Start of Study material

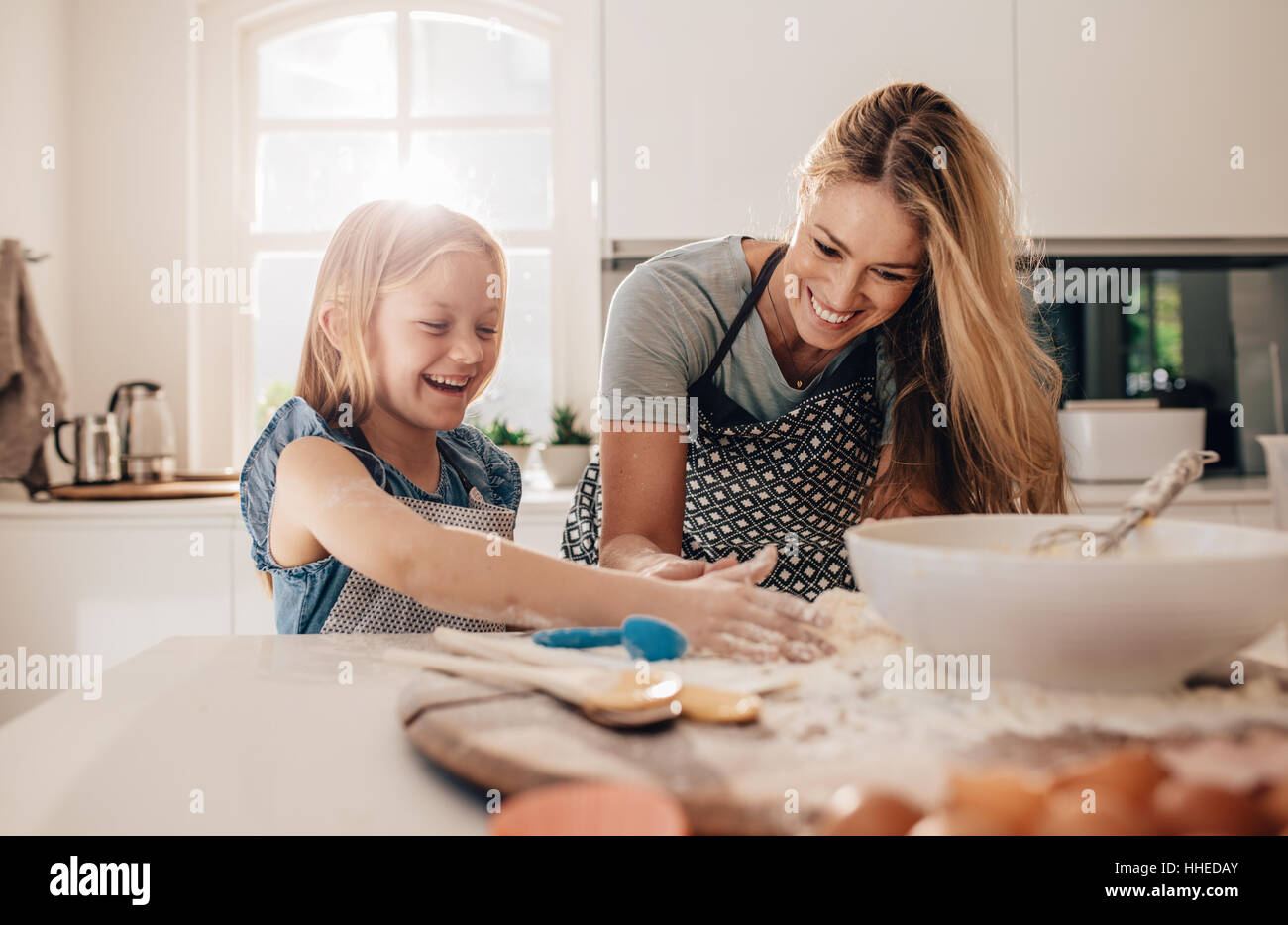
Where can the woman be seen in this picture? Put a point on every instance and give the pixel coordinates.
(880, 362)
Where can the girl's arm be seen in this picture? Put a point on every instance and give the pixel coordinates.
(325, 496)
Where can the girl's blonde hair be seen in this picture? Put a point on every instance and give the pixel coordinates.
(965, 338)
(378, 248)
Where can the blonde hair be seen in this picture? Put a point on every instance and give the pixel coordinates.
(378, 248)
(965, 338)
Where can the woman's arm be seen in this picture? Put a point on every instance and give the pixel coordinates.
(323, 492)
(642, 476)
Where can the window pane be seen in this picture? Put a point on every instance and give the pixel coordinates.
(520, 389)
(501, 176)
(283, 295)
(335, 68)
(308, 180)
(463, 65)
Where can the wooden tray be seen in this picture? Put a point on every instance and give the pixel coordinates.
(732, 779)
(130, 491)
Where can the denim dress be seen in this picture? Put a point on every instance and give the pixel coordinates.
(480, 484)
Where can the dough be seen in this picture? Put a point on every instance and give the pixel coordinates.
(853, 620)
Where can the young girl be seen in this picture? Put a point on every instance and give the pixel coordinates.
(372, 508)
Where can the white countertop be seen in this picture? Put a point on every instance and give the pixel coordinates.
(259, 724)
(1212, 489)
(266, 731)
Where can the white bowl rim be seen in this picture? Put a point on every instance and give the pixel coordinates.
(864, 530)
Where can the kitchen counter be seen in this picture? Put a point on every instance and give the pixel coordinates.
(259, 724)
(273, 740)
(1218, 489)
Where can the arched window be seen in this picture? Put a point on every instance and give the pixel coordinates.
(433, 106)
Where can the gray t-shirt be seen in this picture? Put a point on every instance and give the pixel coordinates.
(666, 322)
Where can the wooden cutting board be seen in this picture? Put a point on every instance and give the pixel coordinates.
(772, 777)
(130, 491)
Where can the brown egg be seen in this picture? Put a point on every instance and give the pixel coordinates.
(876, 814)
(957, 822)
(1194, 806)
(1274, 801)
(1012, 797)
(1116, 813)
(1132, 771)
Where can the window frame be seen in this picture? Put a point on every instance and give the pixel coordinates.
(222, 344)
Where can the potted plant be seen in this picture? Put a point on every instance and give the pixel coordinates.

End of Study material

What to work on.
Transcribe each record above exactly, leaving every picture out of the copy.

Finished task.
Where can the woman be seen in this picture? Put a point on every instance and give the pixel coordinates.
(880, 362)
Where can the girl's arm be seen in this picture? Put a point on every instance and give the pixel coordinates.
(325, 496)
Where can the girl's blonde hair be seen in this picture? Put a point on every instance and give the pixel coordinates.
(965, 338)
(378, 248)
Where can the blonde hair be seen in this picture? Put a point on every instance and give the pixel coordinates.
(378, 248)
(965, 338)
Where can the woman's arm be seen in this picture? Put a point on every instance and give the pixel coordinates.
(323, 492)
(642, 476)
Where can the window pane be seen in this picture? Put a point on every instance and give the pixel coordinates.
(520, 389)
(501, 176)
(283, 295)
(335, 68)
(308, 180)
(463, 65)
Where can the wooden tray be seen in this picture? Put a point on every instance and give the pixel coordinates.
(732, 779)
(130, 491)
Where can the denim dress be seen in this picture? Put a point on every instance and give the pixel coordinates.
(480, 484)
Where can the dough be seen in this picture? Put a point on every instance and give the pixel coordinates.
(853, 620)
Where can the young girl be seen in this picture? Put a point on every instance and give the pixel coordinates.
(372, 508)
Where can the white countertop be seen in this picture? Put a point on every instance and give the pixel coordinates.
(259, 724)
(1212, 489)
(266, 731)
Where can the white bowl rim be seen in this picture? Put a point on every instance and give the pixel coordinates.
(864, 530)
Where can the kitchen counter be seen in this picture? Put a point on every instance and give the pixel coordinates.
(259, 724)
(273, 740)
(1218, 489)
Where can the arched window be seen in this picture? Put a point on every instance and give the pixel coordinates.
(433, 106)
Where can the gray t-shirt be seen in this picture? Put a point on every instance and give the pixel coordinates.
(666, 322)
Where can the wooden cutting board be seen in this picture? Put a point on every instance and give the pixel coordinates.
(772, 777)
(130, 491)
Where can the brown egg be seen in this picture? Put a point on every instance and give the pixel coordinates.
(876, 814)
(957, 822)
(1194, 806)
(1274, 801)
(1012, 797)
(1116, 813)
(1132, 771)
Where can the window frame be seen in this picture? Put a point on every instance and give the pixel coordinates.
(222, 344)
Where can the potted plant be seen in this picture? Put a point on every instance and give the pixel coordinates.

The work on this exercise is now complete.